EXERCISE INSTRUCTIONS: Every record here needs to be written out again exactly.

GIVEN DATA:
--
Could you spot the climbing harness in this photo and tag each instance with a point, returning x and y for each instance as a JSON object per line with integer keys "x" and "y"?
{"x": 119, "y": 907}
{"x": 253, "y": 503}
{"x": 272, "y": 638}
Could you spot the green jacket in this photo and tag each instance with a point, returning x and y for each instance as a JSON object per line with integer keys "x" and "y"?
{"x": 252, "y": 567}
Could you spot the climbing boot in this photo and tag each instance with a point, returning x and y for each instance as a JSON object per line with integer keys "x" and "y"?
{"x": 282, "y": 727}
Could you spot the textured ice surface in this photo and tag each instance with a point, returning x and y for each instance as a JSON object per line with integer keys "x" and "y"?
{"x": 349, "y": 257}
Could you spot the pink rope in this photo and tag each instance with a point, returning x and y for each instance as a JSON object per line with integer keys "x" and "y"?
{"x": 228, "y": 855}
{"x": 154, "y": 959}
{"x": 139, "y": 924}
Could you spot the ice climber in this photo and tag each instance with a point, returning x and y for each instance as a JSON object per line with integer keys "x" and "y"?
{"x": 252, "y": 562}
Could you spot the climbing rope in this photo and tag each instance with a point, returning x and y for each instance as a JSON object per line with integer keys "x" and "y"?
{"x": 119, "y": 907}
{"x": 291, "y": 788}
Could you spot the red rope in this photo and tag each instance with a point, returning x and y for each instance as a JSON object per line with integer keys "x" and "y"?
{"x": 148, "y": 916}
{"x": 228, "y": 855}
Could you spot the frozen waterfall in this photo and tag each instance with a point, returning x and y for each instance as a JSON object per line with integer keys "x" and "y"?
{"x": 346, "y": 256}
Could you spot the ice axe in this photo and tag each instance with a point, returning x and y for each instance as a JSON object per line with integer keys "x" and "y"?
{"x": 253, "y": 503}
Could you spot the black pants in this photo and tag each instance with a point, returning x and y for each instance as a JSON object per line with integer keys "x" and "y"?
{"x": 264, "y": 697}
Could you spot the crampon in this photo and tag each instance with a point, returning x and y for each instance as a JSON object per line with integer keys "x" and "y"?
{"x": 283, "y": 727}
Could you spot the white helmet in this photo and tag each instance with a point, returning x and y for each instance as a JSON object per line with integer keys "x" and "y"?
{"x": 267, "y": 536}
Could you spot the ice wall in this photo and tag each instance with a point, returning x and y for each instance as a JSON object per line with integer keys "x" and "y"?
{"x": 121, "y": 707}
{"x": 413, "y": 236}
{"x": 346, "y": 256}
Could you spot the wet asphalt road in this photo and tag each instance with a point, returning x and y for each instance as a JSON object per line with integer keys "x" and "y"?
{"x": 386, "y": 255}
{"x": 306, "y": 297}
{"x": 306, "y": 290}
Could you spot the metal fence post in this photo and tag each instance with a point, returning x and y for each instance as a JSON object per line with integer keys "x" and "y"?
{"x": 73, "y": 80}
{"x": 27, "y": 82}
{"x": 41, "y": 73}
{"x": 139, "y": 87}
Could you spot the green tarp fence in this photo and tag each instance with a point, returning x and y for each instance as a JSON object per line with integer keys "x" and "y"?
--
SOLUTION TO THIS EXERCISE:
Could you spot the climbing harness in this photo and tag each instance with a point, returning x and y for each instance as a JSON object per line with integer keys "x" and "y"?
{"x": 119, "y": 907}
{"x": 253, "y": 503}
{"x": 272, "y": 638}
Could you spot the green jacket in this photo and tag each instance with a point, returning x and y for each instance as a JSON object per line with integer keys "x" and "y"?
{"x": 252, "y": 567}
Could you spot the climbing boot in this photo and tag each instance with a point, returning x and y for each instance as a JSON object per line with integer keys "x" and "y"?
{"x": 282, "y": 727}
Could you spot the textured ice surface in this photo and tag each instance with a point, returning x and y for each instance as a JSON object per line with integer keys "x" and "y"?
{"x": 349, "y": 257}
Could you spot the pink rope in this photo and tag each instance with a point, returning x and y for each instance as a JSON object per line with integer keys "x" and "y"?
{"x": 228, "y": 855}
{"x": 154, "y": 959}
{"x": 139, "y": 924}
Could you spot the ice climber in this photo and tag each instance with a point, returning x and y for each instance as a JSON object per line with integer keys "x" and "y"?
{"x": 252, "y": 562}
Could you spot the climbing rope in this photo and tag each instance with a point, returning x and y for each instance as a JSON object per line with integer keys "x" and "y"?
{"x": 119, "y": 907}
{"x": 291, "y": 788}
Could you spot the red rope in this photo and tag each instance with a point, returning x and y for each instance as a JSON object per line with integer keys "x" and "y"?
{"x": 148, "y": 916}
{"x": 228, "y": 855}
Could you spot the frozen waterfall in this photo and tag each instance with a point, returning x and y for each instance as a JSON object per line with integer keys "x" and "y"?
{"x": 346, "y": 256}
Could you spot the ice axe in this photo and tag each instance with a point, returning x and y for each instance as a JSON object per line with integer keys "x" and "y"?
{"x": 253, "y": 503}
Could you spot the black pants in this photo and tag each instance with a point, returning x and y for each instance as a JSON object per line with integer keys "x" and "y"?
{"x": 264, "y": 697}
Could you spot the crampon in this photo and tag each instance with a point, returning x and y for each instance as a JSON object per line with integer keys "x" and "y"?
{"x": 283, "y": 727}
Could you spot the white helmet in this photo and tag each instance with a point, returning x and y for each instance as a JSON object per line with integer keys "x" and "y"?
{"x": 267, "y": 536}
Could you spot the ice wall in this photo and tag each instance with a point, returning x and y for each instance as a JSON object per line with integer keys "x" and "y"?
{"x": 121, "y": 707}
{"x": 413, "y": 236}
{"x": 346, "y": 256}
Could you spot the wet asphalt road in this photo and tag each instance with a point, returning x and y for each instance as a JSON object per line with integer keys "x" and "y"?
{"x": 386, "y": 255}
{"x": 306, "y": 297}
{"x": 306, "y": 290}
Could you spot the metal fence post in this photo and tag each instance with a point, returning x and y for each instance as a JSON object per line with integer keys "x" and "y"?
{"x": 73, "y": 80}
{"x": 27, "y": 82}
{"x": 41, "y": 73}
{"x": 139, "y": 87}
Could you spot the green tarp fence in this photo and tag each instance with a point, returning x and y for each instance as a JSON object per line with integer keys "x" and "y"?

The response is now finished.